The exercise - Present every line of the items below as a numbered list, leaving out any blank lines.

Items -
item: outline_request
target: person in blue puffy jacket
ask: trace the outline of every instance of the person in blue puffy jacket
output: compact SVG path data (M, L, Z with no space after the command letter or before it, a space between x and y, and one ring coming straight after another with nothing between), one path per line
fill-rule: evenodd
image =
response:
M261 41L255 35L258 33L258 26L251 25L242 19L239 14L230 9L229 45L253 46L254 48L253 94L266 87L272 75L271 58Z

Written answer -
1. item: outline_request
2. target: person in blue puffy jacket
3. ask: trace the outline of every instance of the person in blue puffy jacket
4. output: compact SVG path data (M, L, Z with no space after the command letter or before it, a space between x and y, and one ring coming straight after another with nothing between), one path per line
5. fill-rule: evenodd
6. image =
7. response:
8. M261 41L255 35L258 33L258 26L251 25L242 19L239 14L230 9L229 45L253 46L254 48L253 94L266 87L272 75L271 58Z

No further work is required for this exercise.